[begin Data in this exercise]
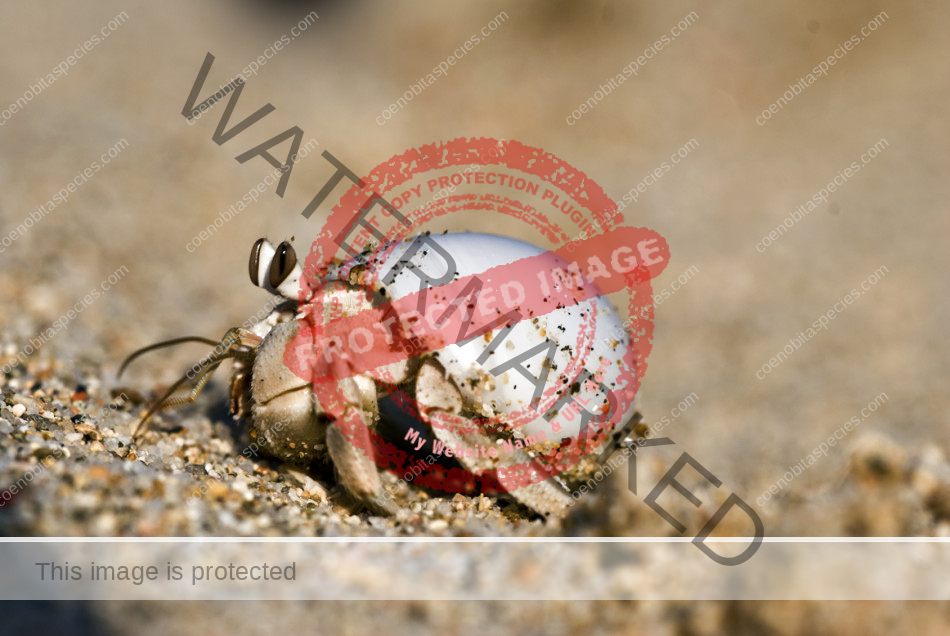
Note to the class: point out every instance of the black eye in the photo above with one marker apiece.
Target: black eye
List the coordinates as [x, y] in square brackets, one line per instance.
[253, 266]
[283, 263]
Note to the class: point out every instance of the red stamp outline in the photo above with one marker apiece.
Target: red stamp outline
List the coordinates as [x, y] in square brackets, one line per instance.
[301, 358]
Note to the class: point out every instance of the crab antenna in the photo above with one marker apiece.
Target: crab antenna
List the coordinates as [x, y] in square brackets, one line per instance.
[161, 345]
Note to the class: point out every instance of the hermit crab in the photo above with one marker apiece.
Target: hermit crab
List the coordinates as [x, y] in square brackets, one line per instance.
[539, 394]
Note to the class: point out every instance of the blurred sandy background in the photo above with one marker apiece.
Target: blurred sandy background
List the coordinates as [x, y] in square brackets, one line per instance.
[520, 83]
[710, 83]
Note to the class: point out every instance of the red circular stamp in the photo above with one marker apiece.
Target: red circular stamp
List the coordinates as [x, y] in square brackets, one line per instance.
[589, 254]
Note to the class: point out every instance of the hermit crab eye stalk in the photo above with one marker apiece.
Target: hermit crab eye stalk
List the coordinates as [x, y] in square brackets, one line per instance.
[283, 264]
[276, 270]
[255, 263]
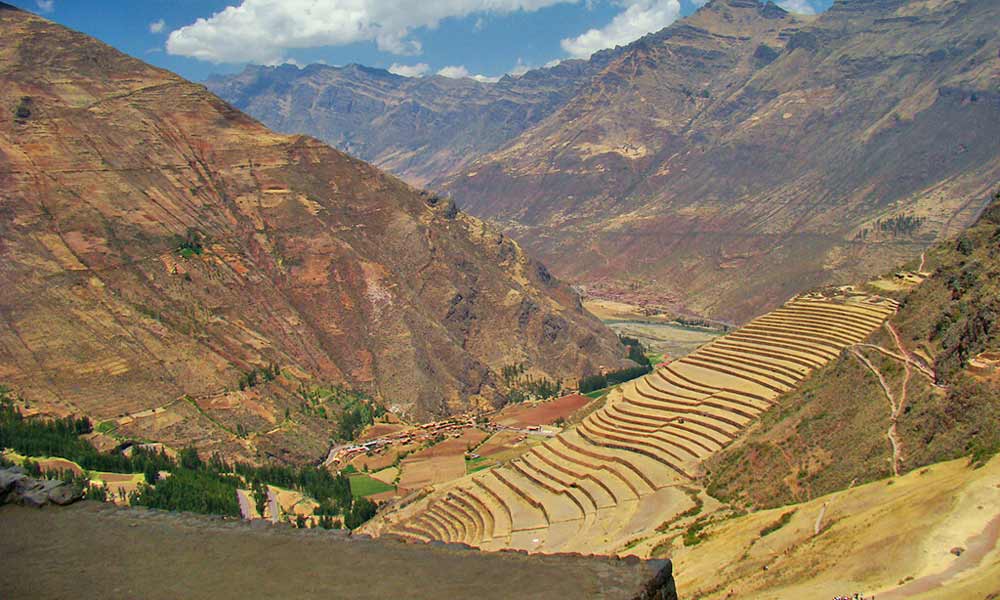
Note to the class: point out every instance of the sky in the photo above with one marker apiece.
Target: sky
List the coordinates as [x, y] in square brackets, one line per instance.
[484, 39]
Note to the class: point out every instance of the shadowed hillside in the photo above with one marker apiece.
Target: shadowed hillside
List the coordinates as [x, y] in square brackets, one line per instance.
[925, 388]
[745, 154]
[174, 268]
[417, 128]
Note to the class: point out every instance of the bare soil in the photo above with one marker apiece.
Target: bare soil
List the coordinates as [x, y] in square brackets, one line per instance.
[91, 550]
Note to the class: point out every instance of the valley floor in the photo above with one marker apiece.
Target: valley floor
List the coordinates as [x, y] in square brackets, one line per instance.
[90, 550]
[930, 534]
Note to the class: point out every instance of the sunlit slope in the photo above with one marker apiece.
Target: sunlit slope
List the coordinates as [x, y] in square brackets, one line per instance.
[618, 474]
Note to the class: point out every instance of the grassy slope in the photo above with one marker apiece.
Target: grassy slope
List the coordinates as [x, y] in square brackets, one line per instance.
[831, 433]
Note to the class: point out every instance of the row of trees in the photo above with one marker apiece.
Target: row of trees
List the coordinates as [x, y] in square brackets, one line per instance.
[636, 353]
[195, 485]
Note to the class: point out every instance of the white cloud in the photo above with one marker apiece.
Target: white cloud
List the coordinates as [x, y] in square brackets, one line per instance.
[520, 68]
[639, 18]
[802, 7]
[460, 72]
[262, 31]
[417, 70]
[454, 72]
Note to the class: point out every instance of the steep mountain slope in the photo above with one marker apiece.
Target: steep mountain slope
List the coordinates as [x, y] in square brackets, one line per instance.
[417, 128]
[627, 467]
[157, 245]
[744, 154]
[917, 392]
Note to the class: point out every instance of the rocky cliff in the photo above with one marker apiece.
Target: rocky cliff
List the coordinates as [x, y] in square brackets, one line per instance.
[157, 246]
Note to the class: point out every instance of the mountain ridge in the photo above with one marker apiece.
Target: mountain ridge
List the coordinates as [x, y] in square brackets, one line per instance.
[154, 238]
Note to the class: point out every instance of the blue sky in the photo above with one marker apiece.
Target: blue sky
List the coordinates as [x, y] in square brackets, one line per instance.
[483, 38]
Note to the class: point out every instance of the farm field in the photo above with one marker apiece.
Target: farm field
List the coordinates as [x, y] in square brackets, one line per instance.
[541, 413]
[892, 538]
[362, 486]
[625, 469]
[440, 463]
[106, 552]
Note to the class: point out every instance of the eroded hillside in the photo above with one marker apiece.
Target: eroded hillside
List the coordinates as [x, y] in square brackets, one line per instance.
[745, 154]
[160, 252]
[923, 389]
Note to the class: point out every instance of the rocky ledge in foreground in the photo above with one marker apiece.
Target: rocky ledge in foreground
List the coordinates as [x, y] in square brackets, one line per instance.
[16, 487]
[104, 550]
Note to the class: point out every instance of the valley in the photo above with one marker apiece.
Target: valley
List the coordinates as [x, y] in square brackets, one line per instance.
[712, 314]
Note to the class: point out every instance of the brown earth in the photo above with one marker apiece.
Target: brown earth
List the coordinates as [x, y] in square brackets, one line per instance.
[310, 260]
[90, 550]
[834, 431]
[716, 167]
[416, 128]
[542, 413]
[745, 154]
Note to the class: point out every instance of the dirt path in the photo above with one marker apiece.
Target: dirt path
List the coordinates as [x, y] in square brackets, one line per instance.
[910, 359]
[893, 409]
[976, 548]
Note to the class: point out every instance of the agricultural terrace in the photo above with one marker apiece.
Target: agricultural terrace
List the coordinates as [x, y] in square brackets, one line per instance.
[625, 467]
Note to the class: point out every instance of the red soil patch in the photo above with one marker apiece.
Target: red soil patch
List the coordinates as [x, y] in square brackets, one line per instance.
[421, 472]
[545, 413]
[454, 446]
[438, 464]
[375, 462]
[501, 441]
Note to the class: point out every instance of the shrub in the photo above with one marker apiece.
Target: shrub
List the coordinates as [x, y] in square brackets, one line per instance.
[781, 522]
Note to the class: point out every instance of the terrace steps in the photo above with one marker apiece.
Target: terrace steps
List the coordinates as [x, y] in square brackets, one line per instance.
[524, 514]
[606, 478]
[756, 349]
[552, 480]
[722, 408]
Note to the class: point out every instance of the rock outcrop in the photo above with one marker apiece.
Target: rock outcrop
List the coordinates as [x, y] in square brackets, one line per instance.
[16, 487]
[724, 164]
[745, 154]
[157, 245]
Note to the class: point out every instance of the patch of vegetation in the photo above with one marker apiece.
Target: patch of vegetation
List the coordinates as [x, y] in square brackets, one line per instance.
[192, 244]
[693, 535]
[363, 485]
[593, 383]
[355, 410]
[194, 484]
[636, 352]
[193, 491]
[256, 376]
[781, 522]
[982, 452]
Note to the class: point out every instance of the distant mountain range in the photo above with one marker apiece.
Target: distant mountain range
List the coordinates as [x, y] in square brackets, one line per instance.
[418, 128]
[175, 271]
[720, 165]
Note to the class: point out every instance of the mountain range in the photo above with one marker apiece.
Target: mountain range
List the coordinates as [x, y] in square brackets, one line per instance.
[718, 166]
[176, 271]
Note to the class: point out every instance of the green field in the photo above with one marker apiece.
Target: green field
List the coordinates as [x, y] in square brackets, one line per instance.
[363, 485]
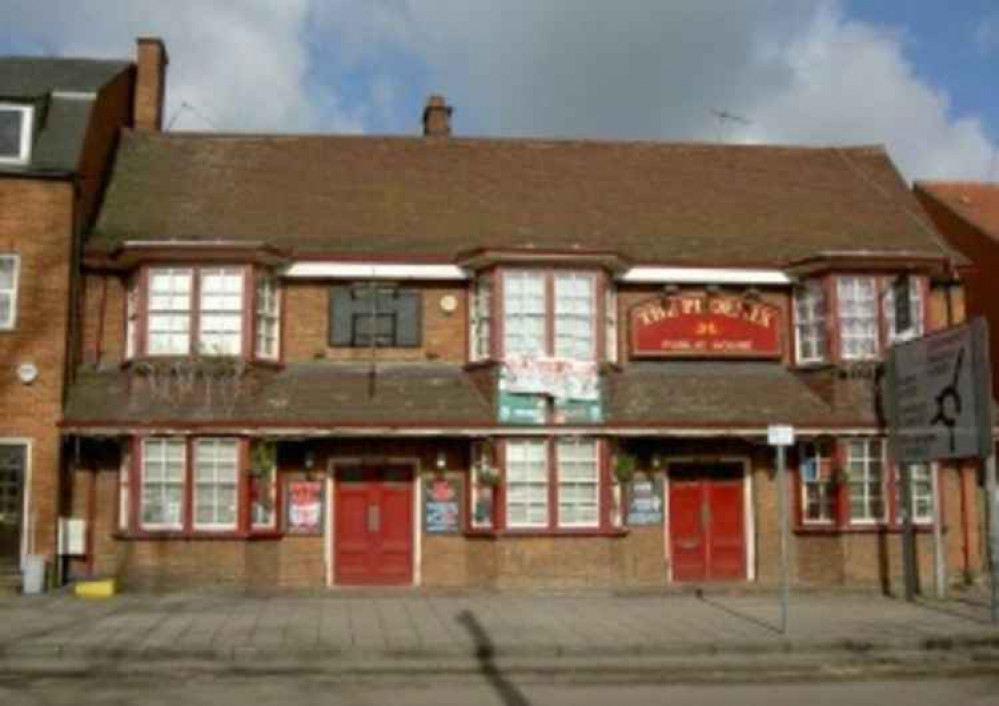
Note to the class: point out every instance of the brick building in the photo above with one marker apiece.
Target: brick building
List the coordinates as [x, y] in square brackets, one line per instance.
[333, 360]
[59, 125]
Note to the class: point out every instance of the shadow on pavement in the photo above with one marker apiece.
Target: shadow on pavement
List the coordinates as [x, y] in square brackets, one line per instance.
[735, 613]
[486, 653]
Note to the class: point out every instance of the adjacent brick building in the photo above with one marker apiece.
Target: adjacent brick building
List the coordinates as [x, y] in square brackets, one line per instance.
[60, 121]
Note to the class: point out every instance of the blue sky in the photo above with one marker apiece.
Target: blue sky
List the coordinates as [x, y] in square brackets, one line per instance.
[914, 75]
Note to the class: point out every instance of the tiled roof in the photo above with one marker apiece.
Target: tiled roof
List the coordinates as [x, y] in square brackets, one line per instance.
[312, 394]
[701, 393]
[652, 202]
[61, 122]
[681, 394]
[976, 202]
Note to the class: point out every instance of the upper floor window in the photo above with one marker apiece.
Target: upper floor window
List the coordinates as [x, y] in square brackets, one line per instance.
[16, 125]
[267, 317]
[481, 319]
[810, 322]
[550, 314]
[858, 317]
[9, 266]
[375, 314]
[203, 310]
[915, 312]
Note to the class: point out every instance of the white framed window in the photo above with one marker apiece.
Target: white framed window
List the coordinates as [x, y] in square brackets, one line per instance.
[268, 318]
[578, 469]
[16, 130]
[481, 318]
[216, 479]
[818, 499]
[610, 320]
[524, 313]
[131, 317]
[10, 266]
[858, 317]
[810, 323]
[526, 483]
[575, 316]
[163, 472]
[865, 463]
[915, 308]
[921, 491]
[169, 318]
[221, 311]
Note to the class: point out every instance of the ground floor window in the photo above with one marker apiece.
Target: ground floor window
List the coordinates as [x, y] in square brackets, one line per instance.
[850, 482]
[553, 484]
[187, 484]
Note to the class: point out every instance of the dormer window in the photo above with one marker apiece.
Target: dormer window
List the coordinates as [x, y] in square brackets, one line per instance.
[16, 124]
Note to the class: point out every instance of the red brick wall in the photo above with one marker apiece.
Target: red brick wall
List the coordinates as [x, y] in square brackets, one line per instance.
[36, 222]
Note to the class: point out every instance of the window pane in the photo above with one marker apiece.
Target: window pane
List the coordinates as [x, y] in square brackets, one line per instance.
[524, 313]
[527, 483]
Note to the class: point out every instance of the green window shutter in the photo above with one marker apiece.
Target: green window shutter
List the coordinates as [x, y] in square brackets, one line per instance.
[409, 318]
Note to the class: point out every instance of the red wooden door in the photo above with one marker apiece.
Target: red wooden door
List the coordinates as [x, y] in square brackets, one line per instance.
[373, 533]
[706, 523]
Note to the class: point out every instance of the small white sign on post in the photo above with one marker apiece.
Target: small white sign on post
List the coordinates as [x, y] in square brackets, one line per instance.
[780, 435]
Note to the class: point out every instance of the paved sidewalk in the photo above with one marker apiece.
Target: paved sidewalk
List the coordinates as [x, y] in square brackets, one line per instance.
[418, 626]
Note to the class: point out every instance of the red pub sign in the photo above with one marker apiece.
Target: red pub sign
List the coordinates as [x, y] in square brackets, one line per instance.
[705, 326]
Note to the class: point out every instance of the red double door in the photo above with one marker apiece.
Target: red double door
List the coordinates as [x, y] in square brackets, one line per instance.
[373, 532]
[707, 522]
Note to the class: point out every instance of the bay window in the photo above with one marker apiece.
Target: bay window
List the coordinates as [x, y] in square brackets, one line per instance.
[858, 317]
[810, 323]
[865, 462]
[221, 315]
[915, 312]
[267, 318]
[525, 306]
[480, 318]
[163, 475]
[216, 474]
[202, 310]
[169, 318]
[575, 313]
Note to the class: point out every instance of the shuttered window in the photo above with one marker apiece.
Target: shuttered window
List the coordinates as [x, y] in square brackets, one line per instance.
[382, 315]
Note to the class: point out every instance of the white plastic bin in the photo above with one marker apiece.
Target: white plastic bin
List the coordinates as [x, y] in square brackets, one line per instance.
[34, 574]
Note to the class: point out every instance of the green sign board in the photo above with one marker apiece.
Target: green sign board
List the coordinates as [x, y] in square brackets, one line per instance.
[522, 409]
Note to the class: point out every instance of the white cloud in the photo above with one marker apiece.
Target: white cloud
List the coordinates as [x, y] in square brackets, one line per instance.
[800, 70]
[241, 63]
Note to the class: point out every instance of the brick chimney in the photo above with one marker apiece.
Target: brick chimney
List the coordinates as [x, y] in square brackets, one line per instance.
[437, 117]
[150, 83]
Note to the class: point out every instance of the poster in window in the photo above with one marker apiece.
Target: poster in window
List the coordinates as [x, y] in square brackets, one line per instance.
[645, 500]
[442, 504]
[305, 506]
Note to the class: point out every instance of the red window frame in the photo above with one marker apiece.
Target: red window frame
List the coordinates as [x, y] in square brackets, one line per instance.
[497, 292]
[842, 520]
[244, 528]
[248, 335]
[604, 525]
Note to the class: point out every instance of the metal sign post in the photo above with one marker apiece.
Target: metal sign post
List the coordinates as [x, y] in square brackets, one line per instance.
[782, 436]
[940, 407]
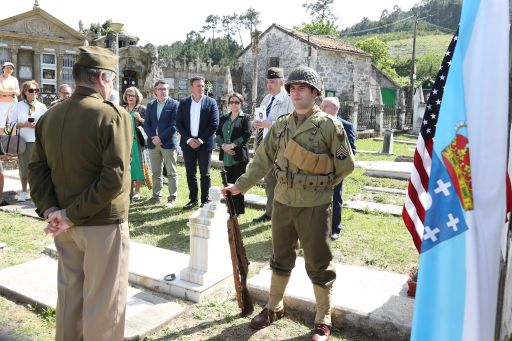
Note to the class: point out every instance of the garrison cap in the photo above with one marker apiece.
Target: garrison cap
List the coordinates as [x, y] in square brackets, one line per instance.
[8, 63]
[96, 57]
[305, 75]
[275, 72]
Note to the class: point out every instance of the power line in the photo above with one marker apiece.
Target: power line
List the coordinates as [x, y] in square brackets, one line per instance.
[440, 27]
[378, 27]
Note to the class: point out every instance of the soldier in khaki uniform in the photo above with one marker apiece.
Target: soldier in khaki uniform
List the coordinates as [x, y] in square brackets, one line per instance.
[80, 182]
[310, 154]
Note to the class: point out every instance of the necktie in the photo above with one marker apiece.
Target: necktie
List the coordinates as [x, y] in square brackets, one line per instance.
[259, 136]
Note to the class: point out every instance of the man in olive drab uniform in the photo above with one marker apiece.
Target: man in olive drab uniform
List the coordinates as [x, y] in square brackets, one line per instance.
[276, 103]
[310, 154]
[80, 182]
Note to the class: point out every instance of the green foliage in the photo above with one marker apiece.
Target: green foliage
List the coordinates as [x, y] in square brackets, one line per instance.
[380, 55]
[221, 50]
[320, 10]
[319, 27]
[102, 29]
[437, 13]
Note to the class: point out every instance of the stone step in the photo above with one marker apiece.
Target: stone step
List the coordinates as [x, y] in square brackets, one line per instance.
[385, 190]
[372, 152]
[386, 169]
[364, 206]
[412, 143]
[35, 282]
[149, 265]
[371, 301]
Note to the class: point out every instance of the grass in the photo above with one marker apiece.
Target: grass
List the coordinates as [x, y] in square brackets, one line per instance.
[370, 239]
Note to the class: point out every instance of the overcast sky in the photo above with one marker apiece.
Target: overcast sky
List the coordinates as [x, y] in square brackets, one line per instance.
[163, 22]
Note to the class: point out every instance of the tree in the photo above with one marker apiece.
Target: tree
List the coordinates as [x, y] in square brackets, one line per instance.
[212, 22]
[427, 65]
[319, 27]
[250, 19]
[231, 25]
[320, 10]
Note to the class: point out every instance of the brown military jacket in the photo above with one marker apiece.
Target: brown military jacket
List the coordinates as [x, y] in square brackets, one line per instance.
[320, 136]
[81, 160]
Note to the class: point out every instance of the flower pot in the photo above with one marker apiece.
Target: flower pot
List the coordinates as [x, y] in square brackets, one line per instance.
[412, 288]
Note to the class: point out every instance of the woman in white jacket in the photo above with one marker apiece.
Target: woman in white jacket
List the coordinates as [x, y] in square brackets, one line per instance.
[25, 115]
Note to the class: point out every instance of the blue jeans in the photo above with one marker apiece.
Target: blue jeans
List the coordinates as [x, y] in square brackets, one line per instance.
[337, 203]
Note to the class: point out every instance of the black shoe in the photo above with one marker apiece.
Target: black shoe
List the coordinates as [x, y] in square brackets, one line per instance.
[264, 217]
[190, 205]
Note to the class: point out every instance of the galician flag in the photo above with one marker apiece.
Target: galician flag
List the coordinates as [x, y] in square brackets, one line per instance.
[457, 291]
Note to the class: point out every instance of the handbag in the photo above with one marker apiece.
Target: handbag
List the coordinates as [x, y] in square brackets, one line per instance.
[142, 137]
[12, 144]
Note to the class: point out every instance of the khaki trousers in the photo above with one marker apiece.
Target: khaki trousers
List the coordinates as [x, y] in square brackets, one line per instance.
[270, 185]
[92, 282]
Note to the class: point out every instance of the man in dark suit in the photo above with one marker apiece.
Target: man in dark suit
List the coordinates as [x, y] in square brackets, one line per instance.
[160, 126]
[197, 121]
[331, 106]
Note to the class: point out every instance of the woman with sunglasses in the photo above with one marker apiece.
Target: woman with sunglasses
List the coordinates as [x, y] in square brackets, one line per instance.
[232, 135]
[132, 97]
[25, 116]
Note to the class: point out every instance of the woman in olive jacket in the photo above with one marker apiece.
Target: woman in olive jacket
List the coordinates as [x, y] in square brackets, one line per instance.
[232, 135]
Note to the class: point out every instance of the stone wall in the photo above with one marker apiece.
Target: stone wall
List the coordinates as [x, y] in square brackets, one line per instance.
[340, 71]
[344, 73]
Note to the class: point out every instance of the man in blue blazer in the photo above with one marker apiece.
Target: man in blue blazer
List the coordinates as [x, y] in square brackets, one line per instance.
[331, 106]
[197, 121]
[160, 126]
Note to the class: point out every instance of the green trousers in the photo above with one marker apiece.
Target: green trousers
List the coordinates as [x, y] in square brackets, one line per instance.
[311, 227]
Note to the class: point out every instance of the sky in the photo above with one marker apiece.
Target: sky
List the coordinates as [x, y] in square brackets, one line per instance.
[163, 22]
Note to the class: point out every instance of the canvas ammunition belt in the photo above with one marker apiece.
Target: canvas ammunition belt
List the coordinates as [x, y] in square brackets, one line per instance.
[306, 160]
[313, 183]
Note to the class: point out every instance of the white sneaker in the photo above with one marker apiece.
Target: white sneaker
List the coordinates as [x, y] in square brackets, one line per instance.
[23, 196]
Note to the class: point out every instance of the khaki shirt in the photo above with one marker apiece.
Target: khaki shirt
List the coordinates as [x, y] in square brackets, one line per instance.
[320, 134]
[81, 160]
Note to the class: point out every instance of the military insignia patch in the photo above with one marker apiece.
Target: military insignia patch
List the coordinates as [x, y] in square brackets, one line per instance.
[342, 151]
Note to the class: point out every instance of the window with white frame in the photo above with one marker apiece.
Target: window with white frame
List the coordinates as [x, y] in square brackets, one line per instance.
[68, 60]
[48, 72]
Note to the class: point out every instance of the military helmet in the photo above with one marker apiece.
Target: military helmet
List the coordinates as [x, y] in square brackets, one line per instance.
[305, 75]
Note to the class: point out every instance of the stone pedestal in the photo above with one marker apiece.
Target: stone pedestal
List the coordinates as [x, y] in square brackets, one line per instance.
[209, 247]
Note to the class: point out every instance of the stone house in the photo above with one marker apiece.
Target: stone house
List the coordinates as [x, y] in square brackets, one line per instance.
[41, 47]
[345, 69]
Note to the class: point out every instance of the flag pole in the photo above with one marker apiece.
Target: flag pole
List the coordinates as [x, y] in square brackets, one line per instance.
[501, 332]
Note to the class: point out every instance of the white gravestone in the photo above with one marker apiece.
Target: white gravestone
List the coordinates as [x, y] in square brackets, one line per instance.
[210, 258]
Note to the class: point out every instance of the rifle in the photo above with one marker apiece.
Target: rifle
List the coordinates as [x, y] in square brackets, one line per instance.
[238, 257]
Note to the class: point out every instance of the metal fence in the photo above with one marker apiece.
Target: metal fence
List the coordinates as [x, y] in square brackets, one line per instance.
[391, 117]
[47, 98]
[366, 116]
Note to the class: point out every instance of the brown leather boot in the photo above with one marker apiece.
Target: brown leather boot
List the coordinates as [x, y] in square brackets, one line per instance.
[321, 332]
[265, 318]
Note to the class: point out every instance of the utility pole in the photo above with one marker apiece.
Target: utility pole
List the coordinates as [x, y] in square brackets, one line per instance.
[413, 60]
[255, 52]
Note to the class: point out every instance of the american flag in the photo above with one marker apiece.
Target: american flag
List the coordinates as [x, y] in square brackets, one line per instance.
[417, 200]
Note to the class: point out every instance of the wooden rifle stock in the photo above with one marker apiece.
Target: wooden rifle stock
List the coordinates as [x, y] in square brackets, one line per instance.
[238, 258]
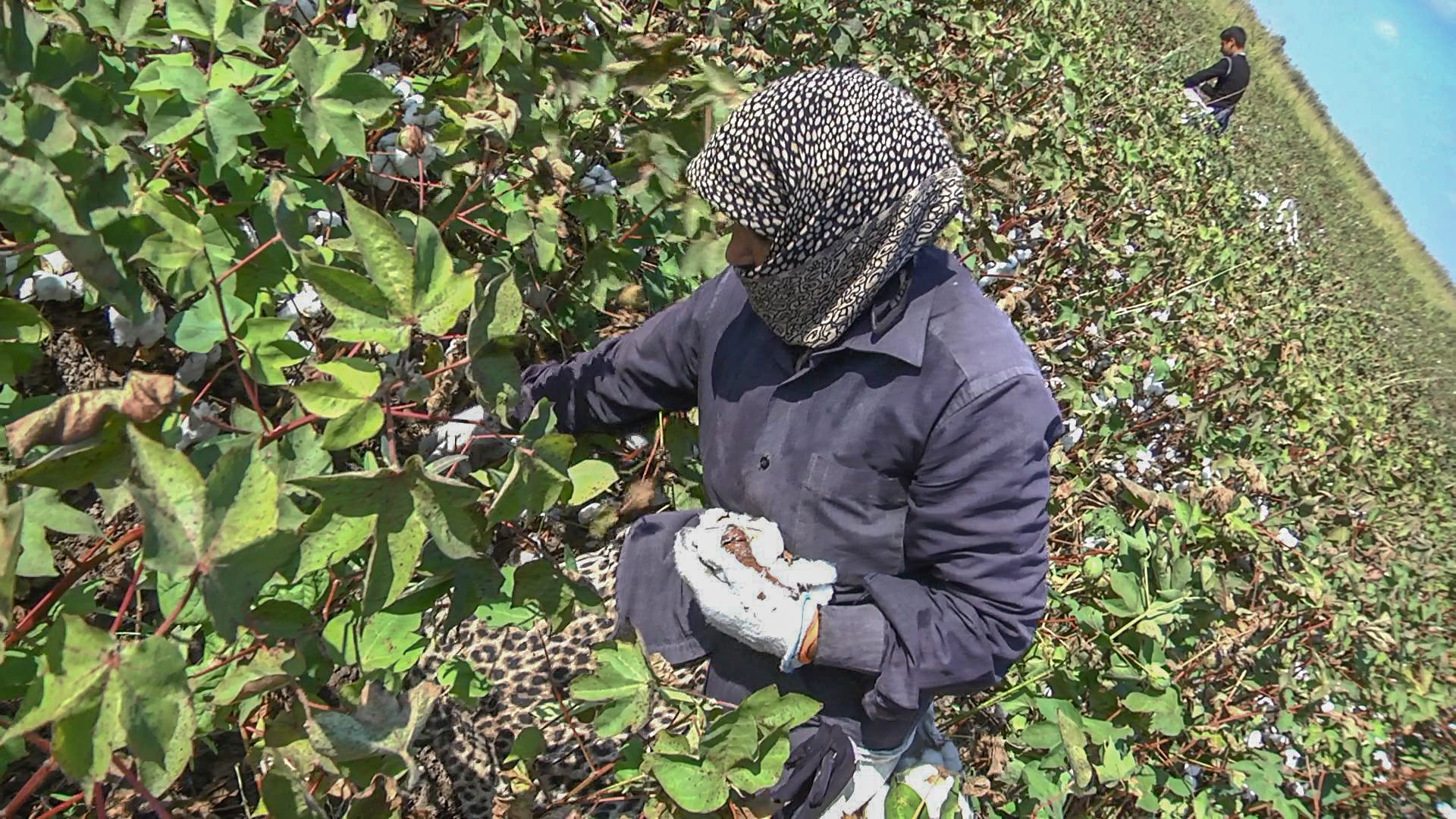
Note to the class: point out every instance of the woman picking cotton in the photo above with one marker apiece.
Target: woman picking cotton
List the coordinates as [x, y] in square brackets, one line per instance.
[end Data in this exercise]
Copy exactly, please, the lines that run from the line holding "Note to the class: point out every instance of the rifle" through the closing line of the material above, omitting every picture.

Task output —
Note to the class: point out every instance of the rifle in the photo above with one marker apiece.
Target: rifle
List the coordinates as [x, y] in square brackets, one line per instance.
[238, 257]
Note to the class: point out every instance of the metal fence in the photo above with one marker apiece.
Target: metal fence
List the coordinates as [x, y] in square brackets, one line per instance.
[391, 117]
[47, 98]
[366, 116]
Note to the class: point out every instance of the brown leather boot in the photo above with one marker apiece.
Target: brown leather boot
List the coordinates as [x, y] in square brackets, one line per instance.
[321, 332]
[265, 318]
Note to the class: point out every instance of the utility pole in the photo above with one marker apiece.
Target: utility pole
List the coordinates as [x, y] in square brackets, one line per instance.
[413, 60]
[255, 52]
Note to the class: point out every instance of the american flag in the photo above with one marker apiece.
Target: american flag
List the coordinates as [x, y] in square brackets, one line per instance.
[417, 200]
Note to the class: point out every instance of the wooden rifle stock in the photo above with one marker apiece.
Target: wooden rifle stock
List the coordinates as [x, y] in square brackets, one line per instance.
[238, 258]
Note to the class: point out every instance of the woman picking cotton in the photo above with one marker apiece.
Target: woman picking cotton
List the coordinates as [x, y] in square brackets, one line per instance.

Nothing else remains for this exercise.